*** Opening AVAILABLE DATA ***
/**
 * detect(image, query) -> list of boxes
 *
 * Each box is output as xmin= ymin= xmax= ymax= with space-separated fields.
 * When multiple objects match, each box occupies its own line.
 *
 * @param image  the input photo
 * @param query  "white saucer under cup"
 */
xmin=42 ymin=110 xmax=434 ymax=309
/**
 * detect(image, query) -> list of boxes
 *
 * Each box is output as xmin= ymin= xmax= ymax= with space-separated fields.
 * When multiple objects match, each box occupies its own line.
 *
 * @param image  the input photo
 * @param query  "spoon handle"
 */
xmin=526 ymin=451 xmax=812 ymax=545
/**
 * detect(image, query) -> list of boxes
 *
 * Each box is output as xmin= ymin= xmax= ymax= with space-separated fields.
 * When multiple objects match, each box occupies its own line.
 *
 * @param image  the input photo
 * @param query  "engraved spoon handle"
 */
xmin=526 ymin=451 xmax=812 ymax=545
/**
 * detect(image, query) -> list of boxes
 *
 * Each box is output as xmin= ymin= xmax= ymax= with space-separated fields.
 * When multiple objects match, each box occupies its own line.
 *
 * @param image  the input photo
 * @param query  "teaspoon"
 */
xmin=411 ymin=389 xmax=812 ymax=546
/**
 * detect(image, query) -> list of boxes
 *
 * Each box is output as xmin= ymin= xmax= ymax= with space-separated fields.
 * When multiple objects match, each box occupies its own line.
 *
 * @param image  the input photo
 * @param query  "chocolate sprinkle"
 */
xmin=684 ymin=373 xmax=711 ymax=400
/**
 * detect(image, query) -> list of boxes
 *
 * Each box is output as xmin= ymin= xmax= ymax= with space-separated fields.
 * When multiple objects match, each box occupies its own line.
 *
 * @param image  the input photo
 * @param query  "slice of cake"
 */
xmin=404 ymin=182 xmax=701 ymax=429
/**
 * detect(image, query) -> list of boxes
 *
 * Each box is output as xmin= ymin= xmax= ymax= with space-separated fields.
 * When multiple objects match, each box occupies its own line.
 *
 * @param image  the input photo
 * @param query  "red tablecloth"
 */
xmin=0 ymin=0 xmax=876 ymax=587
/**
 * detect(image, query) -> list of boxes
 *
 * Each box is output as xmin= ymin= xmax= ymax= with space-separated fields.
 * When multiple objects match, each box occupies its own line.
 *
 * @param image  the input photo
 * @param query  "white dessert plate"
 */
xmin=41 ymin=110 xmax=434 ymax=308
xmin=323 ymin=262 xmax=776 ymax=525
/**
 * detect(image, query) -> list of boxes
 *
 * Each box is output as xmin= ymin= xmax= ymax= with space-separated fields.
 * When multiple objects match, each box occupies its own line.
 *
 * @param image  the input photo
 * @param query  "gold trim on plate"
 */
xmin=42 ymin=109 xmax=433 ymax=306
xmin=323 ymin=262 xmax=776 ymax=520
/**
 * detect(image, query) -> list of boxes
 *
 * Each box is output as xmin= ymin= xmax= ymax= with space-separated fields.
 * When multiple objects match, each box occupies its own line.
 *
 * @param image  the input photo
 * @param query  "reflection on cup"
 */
*** Closing AVAILABLE DATA ***
> **TASK TO COMPLETE**
Every record listed above should be reproduced exactly.

> **TASK RESPONSE**
/**
 * detect(image, query) -> list of boxes
 *
 * Each box is output as xmin= ymin= xmax= ymax= with space-separated fields.
 * When multiple objects match, each box occupies its own line.
 *
 * @param image  the input photo
 * @param query  "white saucer under cup"
 */
xmin=42 ymin=110 xmax=434 ymax=309
/**
 * detect(image, query) -> list of boxes
 *
 * Each box is output as xmin= ymin= xmax= ymax= with space-separated fields.
 * When multiple objects match, each box occupies its own line.
 *
 * @param image  the input photo
 * @param query  "spoon handle"
 */
xmin=526 ymin=451 xmax=812 ymax=545
/**
 * detect(image, query) -> list of boxes
 *
 * Each box is output as xmin= ymin= xmax= ymax= with space-separated fields.
 * When multiple objects match, each box occupies its own line.
 *
 * @param image  the input photo
 * @param query  "engraved spoon handle"
 */
xmin=526 ymin=451 xmax=812 ymax=545
/**
 * detect(image, query) -> list of boxes
 *
 * Each box is output as xmin= ymin= xmax= ymax= with space-separated fields.
 * When multiple objects match, each box occupies its own line.
 *
 * @param image  the input photo
 * @param query  "teaspoon"
 */
xmin=411 ymin=389 xmax=812 ymax=546
/**
 * detect(image, query) -> list of boxes
 *
 * Each box is output as xmin= ymin= xmax= ymax= with space-separated fields.
 * When multiple objects match, each box occupies its own line.
 *
 * @param image  the input photo
 * @param query  "chocolate sprinkle"
 */
xmin=684 ymin=373 xmax=711 ymax=400
/**
 * detect(image, query) -> list of boxes
 *
 * Each box is output as xmin= ymin= xmax= ymax= with space-separated fields.
 * When multiple objects match, each box occupies its own line.
 *
 * @param image  the input photo
 * @param query  "slice of cake"
 */
xmin=404 ymin=182 xmax=701 ymax=429
/**
 * detect(image, query) -> list of boxes
 *
 * Each box is output as xmin= ymin= xmax= ymax= with space-separated fields.
 * When multiple objects match, each box occupies its own line.
 *
 * @param image  the input photo
 * @param query  "red tablecloth"
 */
xmin=0 ymin=0 xmax=876 ymax=587
/**
 * detect(image, query) -> list of boxes
 *
 * Each box is output as xmin= ymin= xmax= ymax= with space-separated fields.
 * When multiple objects match, each box occupies its own line.
 *
 * @param image  the input photo
 * @param query  "white dessert plate"
 */
xmin=41 ymin=110 xmax=434 ymax=308
xmin=323 ymin=262 xmax=776 ymax=525
/**
 * detect(image, query) -> list of boxes
 *
 * Each box is output as xmin= ymin= xmax= ymax= with space-separated fields.
 * When multiple objects match, each box occupies its own line.
 *
 * @param image  the input photo
 * @param query  "gold trim on plate"
 */
xmin=42 ymin=109 xmax=433 ymax=306
xmin=323 ymin=262 xmax=776 ymax=520
/**
 * detect(image, query) -> list of boxes
 *
 * Each box is output as xmin= ymin= xmax= ymax= with space-separated fields.
 * When multiple objects match, each box occupies its own line.
 *
 * @param image  the input photo
 * @param query  "reflection on cup"
 */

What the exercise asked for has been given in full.